■ What is being asked: In your copy, leave out the pictures and repeat every record exactly.

· · ·

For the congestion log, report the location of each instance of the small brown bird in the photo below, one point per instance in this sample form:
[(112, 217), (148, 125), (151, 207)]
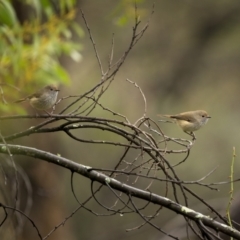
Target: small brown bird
[(190, 121), (43, 99)]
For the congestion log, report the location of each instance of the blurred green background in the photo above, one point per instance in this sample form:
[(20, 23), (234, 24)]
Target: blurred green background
[(188, 59)]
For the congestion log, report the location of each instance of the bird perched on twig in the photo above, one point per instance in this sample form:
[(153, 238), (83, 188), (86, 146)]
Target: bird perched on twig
[(190, 121), (43, 99)]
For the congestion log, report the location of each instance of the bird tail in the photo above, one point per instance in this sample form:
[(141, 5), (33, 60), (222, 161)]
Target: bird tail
[(20, 100), (165, 116)]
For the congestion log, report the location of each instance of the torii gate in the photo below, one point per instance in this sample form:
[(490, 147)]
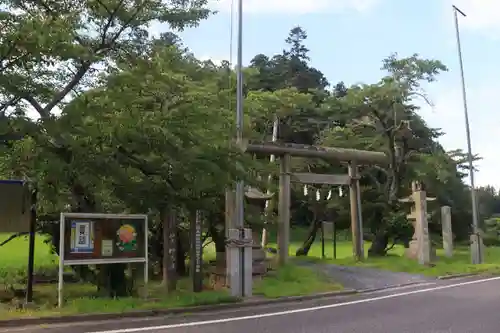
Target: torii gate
[(352, 157)]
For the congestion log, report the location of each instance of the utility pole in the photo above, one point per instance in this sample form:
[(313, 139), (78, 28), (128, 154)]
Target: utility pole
[(240, 190), (476, 244)]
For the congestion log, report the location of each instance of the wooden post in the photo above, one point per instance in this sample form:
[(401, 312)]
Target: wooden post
[(447, 231), (356, 227), (229, 224), (169, 220), (284, 210), (421, 227), (196, 252)]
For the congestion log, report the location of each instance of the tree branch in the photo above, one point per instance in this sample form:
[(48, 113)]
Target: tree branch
[(12, 237)]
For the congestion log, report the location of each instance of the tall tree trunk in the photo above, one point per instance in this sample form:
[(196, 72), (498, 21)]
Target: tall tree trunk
[(311, 237)]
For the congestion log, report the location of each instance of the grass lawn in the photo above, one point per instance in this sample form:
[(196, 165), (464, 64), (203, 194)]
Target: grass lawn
[(14, 258), (396, 261), (291, 280), (81, 298)]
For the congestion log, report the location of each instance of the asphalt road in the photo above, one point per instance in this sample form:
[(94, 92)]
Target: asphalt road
[(465, 306)]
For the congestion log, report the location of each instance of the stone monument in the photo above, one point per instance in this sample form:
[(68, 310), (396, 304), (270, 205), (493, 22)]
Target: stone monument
[(257, 199), (420, 245), (446, 230)]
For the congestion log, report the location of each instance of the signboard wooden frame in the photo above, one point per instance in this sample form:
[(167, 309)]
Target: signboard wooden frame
[(15, 204), (83, 244)]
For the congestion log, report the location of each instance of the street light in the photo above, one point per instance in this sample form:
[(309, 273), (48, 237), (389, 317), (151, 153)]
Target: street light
[(477, 255)]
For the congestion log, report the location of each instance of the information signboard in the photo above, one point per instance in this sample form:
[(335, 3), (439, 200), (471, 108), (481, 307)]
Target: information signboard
[(93, 239), (14, 206)]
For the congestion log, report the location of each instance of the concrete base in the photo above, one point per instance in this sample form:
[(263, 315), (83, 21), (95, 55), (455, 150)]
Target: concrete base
[(412, 251)]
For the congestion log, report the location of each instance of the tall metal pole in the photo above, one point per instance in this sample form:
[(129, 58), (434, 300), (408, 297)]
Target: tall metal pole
[(240, 191), (477, 256)]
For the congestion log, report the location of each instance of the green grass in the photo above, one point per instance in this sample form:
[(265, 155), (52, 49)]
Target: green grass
[(81, 298), (14, 258), (292, 280), (396, 261)]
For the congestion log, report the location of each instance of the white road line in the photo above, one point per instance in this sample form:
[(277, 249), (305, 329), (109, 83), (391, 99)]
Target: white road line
[(410, 286), (288, 312)]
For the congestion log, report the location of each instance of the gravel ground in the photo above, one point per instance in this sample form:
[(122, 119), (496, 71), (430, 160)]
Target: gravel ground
[(361, 278)]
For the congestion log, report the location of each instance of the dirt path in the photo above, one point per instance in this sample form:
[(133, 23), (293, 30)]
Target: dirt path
[(362, 278)]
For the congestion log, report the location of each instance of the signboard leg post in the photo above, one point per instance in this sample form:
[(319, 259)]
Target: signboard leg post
[(247, 259), (146, 256), (61, 263), (170, 248), (196, 252), (234, 256), (322, 240), (31, 251), (334, 241)]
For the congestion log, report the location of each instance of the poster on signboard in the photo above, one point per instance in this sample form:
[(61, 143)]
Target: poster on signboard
[(82, 237), (126, 238)]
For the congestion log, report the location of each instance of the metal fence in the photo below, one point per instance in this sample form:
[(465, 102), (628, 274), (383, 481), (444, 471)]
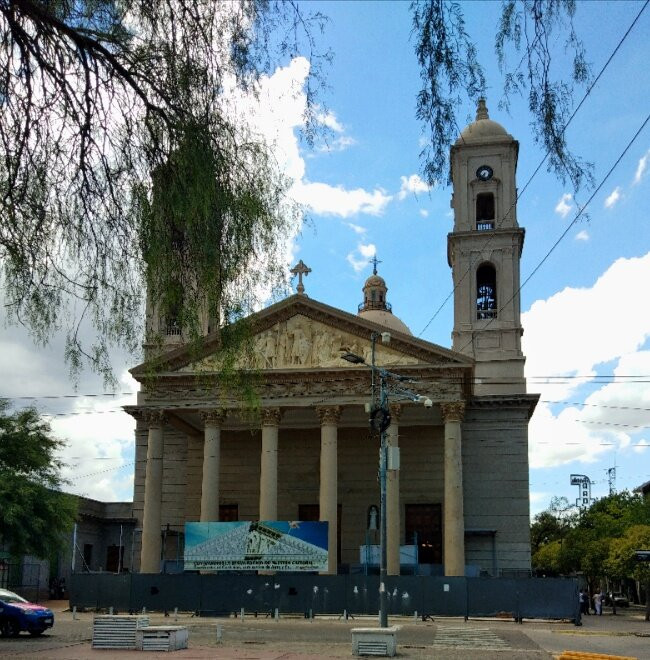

· · ·

■ Output for this exercise:
For the congestion log, report the location of each instance of the small brown bird in the photo below, one point per instance in this sample form:
[(112, 217), (148, 125), (151, 207)]
Target: small brown bird
[(190, 121), (43, 99)]
For the congestion log, report the location of each instance of the blurred green background in the photo above, one point per instance in this sample form:
[(20, 23), (234, 24)]
Target: blurred green background
[(188, 59)]
For the congestion log, report the location of each instance of the bird perched on twig in the photo above, one point per instance in this sample form:
[(153, 238), (83, 188), (86, 146)]
Target: bird perched on twig
[(190, 121), (43, 99)]
For the congestion log, report the location of each instance of the bird tail in the photo above, one point per instance in this sample form:
[(141, 5), (33, 60), (222, 161)]
Target: bird tail
[(20, 100), (165, 116)]
For the congestion log, report the location of each instance of the torii gate in the photo below, one point per instance in this sample form:
[(490, 147)]
Target: torii gate
[(352, 157)]
For the congestion log, report the location of each instance of the utility pole in the photo above, one point per instance in this sample form:
[(313, 139), (78, 28), (128, 154)]
Target: utility pole
[(240, 190), (476, 244)]
For the congestion log, report the location of each instance of the wooden post in the photo above, one point per instance in this sample form:
[(401, 312)]
Target: wooden post
[(447, 231), (356, 227), (229, 224), (169, 220), (284, 210), (421, 227), (196, 252)]
For the congestion log, report the location of each instance of the tree branch in the photo above, one point per instance in this sample form:
[(48, 113)]
Target: tree branch
[(12, 237)]
For the congestion log, report the location of each instance of the tall tree trunk in the photo above, one point per instance in this sample form:
[(196, 72), (498, 21)]
Target: tall tree trunk
[(311, 237)]
For the congestion log, report the location of each instance of the grass lawn in the photo above, one point per instance in this sample form:
[(196, 165), (464, 64), (203, 194)]
Target: grass lawn
[(14, 258), (396, 261), (291, 280), (81, 298)]
For the congestion log, report the location of each instance of the asphalt road in the photo above, one point per instance in this sample form:
[(94, 92)]
Target: asphalt road
[(465, 306)]
For the congestion log, report the location of each instance of the stone monument in the photo above, one point per instance in this sample form:
[(68, 310), (396, 304), (270, 205), (493, 22)]
Target: stone monument
[(257, 199), (420, 245), (446, 230)]
For the congestion log, report the location of each instance of the signboard wooden frame in the photo above, one point per instance in this sample form:
[(167, 309)]
Target: signboard wooden frame
[(15, 204), (83, 244)]
For the congestion log, report the location of each instance of the street light in the photo above, one point per instance in this sample form:
[(309, 273), (48, 237), (389, 317), (151, 153)]
Target: street light
[(477, 255)]
For the congestion log, report the location of each instance of the information signboard in the photo above, one point per instance in this sample form:
[(335, 3), (439, 200), (471, 108), (481, 307)]
Target: information signboard
[(93, 239), (14, 206)]
For the congestion log, report the location of each instance of the concrete base in the photo above, one point per instance in this sample form:
[(263, 315), (83, 21), (95, 55), (455, 150)]
Target: concrete base
[(412, 251)]
For the congestion log, report the location of each instance of the tall metal pole in the photo above, one point per instance in this sample form:
[(129, 58), (434, 300), (408, 297)]
Target: tall metal pole
[(240, 191), (477, 256)]
For the congestion log, report the location of each instance of the green grass in the photo above, one point per instance in this sample form:
[(265, 155), (52, 49)]
Target: green grass
[(81, 298), (14, 258), (292, 280), (396, 261)]
For the congestion log, report the location of each instance of the white road line in the photo above, one point per instance in this sample form:
[(277, 249), (305, 329), (109, 83), (391, 99)]
Target: white road line
[(410, 286), (288, 312)]
For the congestion log, report the location of each instance of the gravel ground in the photo above, one point per instance in this sample form:
[(122, 119), (496, 71), (430, 160)]
Target: gravel ground
[(361, 278)]
For the congestion log, report the location of each instance of the dirt path in the photo above, one point per instance in this sample form:
[(133, 23), (293, 30)]
Target: dirt path
[(362, 278)]
For the congestion log, report the location of each instance of the signboard leg post in the photo above, one point per instance in this sample form:
[(319, 259)]
Target: signboard leg post
[(247, 259), (146, 256), (61, 263), (170, 248), (196, 252), (234, 256), (322, 240), (31, 251), (334, 241)]
For the congestion log, report the location of each instance of the poster on signboard in the photo above, one point per instance in this sample form:
[(61, 143)]
Target: poster on signboard
[(82, 237), (126, 238)]
For the congestion log, report the location of each instance of the metal fence in the photo below, one point per instance in this sample form:
[(465, 102), (628, 274), (383, 481), (444, 471)]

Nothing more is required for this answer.